====== FRAGMENTO
La violencia y la destrucción del siglo XIX se cerró con el fundador pacto político que es la Constitución nacional. En 1983 no hubo un pacto tan explícito, sino un lento pero imparable proceso de acuerdo sobre la voluntad de consolidar la democracia. Y me parece que esa voluntad no es un accidente, sino que tiene sus raíces en aquel lejano pasado. Porque el presidente Alfonsín hizo su campaña electoral recitando, en cada discurso -y creo que dijo más de ochocientos- y en cada pueblo del país, el preámbulo de la Constitución nacional, crecientemente coreado por las concurrencias, como un pacto de nuevo comienzo. Creo que debemos observar esto con atención, porque significa que los valores del Preámbulo estaban en el corazón del pueblo argentino en 1983. ¡Ciento treinta años después de haber sido dictado!

Los autores más perspicaces, y en particular Alain Rouquié, habían señalado -en trabajos publicados durante los años oscuros- que las dictaduras militares hacían siempre referencia a un retorno a la democracia, como si la Argentina no reconociera otra legitimidad que esa, aun en los momentos de mayor confusión.
============
> _CONSIGNA A_:
Enumera, sin repetir y en el orden en que aparecen por primera vez, las palabras del fragmento que empiezan con mayúscula sin estar al comienzo de una oración.
> _CONSIGNA B_:
Retoma el fragmento sobre la consolidación de la democracia argentina y prolóngalo a partir de su última oración.
====== MATERIAL SIN PROCESAR
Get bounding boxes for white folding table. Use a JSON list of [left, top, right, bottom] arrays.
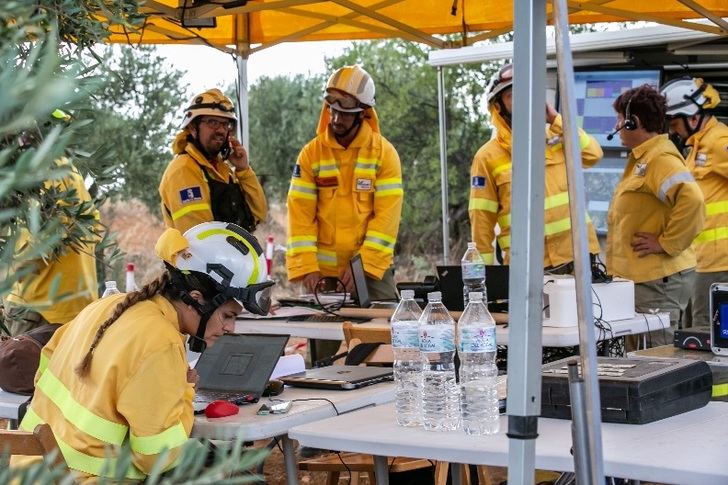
============
> _RESPUESTA A_:
- XIX
- Constitución
- Alfonsín
- Preámbulo
- Alain
- Rouquié
- Argentina

> _RESPUESTA B_:
Acaso esa particular solidez ideológica y política es lo que constituye el patrimonio íntimo de nuestro país, formado y ratificado entre los horrores del siglo XIX y los horrores del siglo XX. Y ese patrimonio es, probablemente, lo que interpretó el gobierno de 1983 y reconocieron las otras parcialidades de la vida política argentina en aquellos años, y en los que han continuado hasta hoy. Si es así, entonces también el comienzo democrático de hace veinticinco años podría interpretarse como el reencuentro de la Argentina con su destino, con su razón de ser.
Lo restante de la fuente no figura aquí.